> _TASK DESCRIPTION_
Reproduce the rows starting at the line containing "Identify any visible cobblestone pavement." and ending at the line containing "514;97;623;193", replacing "striped" with "checkered" and leaving everything else unchanged.

[start EXCERPTED DATA]

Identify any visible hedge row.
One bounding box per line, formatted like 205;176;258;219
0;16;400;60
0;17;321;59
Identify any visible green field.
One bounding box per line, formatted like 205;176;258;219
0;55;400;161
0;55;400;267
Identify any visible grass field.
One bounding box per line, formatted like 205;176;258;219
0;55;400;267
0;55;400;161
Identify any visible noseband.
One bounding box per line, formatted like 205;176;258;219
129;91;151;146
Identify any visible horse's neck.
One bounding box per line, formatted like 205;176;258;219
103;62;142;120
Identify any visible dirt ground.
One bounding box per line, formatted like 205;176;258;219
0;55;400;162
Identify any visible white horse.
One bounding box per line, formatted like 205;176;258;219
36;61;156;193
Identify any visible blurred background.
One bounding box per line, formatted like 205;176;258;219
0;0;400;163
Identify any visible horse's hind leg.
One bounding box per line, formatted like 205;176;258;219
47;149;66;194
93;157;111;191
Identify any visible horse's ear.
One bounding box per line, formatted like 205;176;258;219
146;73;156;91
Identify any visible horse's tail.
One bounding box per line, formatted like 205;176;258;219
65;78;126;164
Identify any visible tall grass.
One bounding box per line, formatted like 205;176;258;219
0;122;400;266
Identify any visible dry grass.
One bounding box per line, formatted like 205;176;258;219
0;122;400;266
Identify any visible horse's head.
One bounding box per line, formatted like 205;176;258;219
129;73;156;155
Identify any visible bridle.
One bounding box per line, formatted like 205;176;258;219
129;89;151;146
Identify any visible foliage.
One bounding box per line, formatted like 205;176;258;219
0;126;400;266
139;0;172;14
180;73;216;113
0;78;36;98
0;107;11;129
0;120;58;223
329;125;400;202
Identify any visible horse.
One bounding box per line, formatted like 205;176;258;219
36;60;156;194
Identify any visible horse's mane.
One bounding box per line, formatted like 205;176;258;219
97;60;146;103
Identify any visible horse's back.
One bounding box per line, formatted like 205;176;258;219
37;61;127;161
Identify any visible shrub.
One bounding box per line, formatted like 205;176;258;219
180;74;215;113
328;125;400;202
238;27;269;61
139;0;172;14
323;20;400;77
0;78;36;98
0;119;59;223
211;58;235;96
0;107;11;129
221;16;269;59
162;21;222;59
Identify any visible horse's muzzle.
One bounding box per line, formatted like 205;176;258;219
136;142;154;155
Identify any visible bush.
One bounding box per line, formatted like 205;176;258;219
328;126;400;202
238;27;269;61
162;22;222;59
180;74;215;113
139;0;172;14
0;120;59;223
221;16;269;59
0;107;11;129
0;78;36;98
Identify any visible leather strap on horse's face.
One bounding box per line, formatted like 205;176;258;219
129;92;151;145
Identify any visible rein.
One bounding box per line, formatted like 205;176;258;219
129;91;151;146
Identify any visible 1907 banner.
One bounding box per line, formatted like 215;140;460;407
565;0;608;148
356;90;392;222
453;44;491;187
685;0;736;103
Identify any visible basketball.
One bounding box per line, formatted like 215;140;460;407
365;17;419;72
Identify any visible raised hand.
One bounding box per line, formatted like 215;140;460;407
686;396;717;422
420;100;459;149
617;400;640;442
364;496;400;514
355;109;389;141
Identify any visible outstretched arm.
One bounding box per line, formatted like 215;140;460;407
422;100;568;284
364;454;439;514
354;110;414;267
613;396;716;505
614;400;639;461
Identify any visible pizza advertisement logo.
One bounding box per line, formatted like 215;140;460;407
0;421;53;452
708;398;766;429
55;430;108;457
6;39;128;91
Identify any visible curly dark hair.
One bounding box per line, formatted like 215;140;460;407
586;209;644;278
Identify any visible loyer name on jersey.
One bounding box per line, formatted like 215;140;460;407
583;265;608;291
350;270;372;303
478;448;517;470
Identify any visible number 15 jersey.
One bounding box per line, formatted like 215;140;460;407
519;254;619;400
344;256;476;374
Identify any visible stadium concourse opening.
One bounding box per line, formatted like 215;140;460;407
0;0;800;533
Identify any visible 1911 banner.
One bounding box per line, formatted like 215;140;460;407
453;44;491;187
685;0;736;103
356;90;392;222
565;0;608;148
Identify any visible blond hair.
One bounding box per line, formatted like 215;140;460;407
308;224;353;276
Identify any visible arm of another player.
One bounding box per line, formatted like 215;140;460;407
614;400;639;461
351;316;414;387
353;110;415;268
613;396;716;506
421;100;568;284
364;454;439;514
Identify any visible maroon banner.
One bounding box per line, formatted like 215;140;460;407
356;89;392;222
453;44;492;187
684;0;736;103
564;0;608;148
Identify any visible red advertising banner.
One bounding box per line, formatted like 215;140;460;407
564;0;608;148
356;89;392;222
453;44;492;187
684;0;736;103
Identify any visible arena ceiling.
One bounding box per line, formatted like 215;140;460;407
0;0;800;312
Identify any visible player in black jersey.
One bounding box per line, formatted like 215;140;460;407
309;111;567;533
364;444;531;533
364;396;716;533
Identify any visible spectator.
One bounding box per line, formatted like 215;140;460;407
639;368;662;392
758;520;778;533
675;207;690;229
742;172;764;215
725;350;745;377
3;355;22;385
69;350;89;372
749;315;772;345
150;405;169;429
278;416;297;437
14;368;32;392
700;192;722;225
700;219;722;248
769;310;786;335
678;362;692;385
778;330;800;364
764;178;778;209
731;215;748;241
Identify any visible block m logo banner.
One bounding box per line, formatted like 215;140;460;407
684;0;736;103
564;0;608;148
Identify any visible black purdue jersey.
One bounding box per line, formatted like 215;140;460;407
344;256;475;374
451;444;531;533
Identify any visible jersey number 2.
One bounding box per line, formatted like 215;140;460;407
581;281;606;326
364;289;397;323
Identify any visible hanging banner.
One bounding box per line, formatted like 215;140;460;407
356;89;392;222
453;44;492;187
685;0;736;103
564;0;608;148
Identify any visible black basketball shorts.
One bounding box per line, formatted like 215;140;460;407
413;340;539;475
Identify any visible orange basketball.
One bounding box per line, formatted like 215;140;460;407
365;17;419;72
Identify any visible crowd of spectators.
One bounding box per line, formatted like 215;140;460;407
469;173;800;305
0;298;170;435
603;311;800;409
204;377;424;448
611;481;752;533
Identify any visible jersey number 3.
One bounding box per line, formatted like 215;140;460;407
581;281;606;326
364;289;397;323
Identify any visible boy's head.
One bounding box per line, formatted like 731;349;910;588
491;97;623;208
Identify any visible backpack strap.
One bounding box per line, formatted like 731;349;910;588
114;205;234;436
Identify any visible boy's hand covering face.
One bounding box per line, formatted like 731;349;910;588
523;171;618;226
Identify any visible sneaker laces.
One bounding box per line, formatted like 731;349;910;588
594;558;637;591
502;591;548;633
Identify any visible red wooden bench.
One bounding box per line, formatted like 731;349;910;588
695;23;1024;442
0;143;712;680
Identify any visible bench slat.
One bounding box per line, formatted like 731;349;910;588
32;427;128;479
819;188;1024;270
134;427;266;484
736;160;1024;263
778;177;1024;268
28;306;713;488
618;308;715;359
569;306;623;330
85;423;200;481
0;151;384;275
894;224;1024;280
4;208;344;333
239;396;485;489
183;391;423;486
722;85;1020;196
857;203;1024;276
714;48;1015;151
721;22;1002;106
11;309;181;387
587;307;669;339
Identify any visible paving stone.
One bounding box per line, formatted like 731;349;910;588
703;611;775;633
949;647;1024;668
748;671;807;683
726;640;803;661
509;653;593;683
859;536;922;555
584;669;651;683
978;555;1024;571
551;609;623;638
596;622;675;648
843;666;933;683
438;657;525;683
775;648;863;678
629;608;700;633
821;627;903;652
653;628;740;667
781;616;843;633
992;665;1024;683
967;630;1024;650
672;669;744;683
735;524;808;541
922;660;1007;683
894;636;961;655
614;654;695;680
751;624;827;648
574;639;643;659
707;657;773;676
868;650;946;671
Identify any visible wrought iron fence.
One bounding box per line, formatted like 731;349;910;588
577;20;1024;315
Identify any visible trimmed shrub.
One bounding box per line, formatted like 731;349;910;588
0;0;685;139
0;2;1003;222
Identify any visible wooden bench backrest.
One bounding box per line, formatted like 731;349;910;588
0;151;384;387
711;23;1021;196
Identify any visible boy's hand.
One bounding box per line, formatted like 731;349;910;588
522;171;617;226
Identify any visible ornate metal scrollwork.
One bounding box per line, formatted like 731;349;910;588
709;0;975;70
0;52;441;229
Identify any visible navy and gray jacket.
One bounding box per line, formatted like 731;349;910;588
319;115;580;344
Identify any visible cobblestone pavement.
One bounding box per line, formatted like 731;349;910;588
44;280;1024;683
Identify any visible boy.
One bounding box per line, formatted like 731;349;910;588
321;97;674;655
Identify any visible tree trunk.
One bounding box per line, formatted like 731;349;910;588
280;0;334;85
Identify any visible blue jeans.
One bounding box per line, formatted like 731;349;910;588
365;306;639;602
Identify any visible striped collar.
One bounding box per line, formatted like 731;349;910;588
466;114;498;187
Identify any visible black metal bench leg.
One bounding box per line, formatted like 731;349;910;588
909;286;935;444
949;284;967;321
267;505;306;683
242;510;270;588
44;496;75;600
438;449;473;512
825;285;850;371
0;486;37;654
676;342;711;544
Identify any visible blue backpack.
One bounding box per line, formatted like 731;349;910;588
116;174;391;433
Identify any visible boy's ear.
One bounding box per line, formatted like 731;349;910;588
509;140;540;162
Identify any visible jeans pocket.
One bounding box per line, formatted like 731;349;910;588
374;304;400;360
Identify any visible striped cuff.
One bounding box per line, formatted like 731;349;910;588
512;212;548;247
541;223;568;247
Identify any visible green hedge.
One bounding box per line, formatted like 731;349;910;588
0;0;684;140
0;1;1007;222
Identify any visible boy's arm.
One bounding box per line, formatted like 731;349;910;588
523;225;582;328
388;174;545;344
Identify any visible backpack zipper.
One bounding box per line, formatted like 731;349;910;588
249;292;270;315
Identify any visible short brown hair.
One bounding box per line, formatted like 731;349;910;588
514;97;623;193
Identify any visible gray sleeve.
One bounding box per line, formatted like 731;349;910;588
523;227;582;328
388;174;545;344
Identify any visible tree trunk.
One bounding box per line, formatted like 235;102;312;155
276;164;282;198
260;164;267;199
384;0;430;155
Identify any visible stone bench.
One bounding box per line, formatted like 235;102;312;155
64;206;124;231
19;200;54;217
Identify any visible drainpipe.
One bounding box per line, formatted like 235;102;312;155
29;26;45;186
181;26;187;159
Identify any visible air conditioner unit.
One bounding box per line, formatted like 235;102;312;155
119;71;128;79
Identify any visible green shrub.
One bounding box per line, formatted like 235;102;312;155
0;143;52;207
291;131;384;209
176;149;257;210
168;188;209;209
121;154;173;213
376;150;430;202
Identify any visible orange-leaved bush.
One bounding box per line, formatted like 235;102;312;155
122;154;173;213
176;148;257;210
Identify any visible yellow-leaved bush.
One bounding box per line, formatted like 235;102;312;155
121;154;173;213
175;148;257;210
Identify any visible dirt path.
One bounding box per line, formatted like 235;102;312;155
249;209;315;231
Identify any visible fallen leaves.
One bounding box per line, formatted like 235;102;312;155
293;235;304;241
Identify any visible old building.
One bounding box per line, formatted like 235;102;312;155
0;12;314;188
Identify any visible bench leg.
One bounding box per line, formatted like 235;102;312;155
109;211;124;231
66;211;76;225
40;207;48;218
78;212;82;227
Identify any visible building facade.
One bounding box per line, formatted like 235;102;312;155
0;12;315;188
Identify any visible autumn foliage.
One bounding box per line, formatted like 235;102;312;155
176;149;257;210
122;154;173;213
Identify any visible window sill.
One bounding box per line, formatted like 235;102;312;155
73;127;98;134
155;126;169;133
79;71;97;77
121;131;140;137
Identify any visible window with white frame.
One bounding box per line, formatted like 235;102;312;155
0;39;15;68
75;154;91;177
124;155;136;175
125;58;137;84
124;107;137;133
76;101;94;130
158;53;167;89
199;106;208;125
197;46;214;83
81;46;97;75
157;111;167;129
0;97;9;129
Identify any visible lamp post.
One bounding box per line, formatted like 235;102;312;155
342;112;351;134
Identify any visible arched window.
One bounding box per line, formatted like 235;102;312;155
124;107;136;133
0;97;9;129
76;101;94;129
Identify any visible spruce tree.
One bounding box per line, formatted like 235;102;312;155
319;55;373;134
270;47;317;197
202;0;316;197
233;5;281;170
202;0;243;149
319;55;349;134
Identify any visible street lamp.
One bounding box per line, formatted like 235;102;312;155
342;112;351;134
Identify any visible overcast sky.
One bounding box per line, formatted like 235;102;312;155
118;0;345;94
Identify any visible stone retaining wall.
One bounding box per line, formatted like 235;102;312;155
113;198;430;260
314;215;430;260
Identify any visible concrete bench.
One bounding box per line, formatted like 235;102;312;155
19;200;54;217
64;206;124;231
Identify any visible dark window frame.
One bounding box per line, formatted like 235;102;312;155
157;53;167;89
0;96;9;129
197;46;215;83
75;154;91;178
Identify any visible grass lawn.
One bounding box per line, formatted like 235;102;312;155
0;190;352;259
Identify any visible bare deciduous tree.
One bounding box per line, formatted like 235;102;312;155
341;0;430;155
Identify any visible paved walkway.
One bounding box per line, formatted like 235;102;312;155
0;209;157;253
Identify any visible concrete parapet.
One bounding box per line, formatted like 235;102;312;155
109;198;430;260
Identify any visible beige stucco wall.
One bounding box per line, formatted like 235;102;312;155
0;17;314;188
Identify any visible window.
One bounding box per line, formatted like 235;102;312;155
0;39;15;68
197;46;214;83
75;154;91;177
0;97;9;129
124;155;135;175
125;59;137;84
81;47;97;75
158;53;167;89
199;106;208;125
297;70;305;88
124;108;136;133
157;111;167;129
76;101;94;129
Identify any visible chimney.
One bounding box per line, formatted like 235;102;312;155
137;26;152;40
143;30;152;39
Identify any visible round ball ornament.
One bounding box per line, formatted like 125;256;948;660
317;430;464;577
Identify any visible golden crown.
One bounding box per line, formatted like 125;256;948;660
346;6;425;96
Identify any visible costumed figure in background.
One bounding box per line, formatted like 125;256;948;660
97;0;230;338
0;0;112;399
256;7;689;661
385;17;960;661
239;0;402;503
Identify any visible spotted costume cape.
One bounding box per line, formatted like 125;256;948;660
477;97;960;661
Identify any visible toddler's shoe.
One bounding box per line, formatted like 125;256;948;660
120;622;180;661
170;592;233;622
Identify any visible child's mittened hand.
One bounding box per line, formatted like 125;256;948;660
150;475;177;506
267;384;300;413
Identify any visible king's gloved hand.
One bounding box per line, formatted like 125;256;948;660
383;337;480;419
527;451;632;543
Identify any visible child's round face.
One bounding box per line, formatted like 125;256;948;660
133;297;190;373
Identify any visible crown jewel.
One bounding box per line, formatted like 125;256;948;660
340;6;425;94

[end EXCERPTED DATA]

> _THE SOLUTION_
Identify any visible cobblestone pavement.
One bounding box per line, formatted like 731;349;910;588
44;280;1024;683
Identify any visible boy.
One bounding box per line, formatted like 731;349;910;588
321;97;674;655
Identify any visible tree trunk.
One bounding box per line, formatted like 731;349;910;588
280;0;334;85
Identify any visible blue jeans.
One bounding box per line, formatted like 731;349;910;588
365;306;639;602
Identify any visible checkered collar.
One bounding box per line, formatted like 731;349;910;588
466;114;498;187
Identify any visible black metal bench leg.
One bounding box per line, formatted like 731;349;910;588
909;286;935;444
949;284;967;321
267;505;306;683
242;510;270;588
44;496;75;600
438;449;473;512
825;285;850;371
0;486;37;654
676;342;711;544
Identify any visible blue backpack.
One bounding box per line, formatted like 731;349;910;588
116;174;391;433
Identify any visible boy's ear.
One bounding box per line, formatted like 731;349;910;588
509;140;540;162
Identify any visible jeans pocket.
One bounding box per line, formatted like 731;349;910;588
374;304;400;360
Identify any visible checkered cuff.
One bounding box per line, formatted like 731;349;910;588
512;212;548;247
541;223;568;247
Identify any visible green hedge.
One bounding box per line, formatted like 731;349;910;588
0;0;684;140
0;1;1007;222
Identify any visible boy's arm.
One bounding box per line, formatted like 731;349;910;588
523;225;582;328
388;174;545;344
Identify any visible backpack zipper.
One bounding box per line, formatted like 731;349;910;588
249;292;270;315
Identify any visible short brown hair.
One bounding box per line, formatted like 731;349;910;588
514;97;623;193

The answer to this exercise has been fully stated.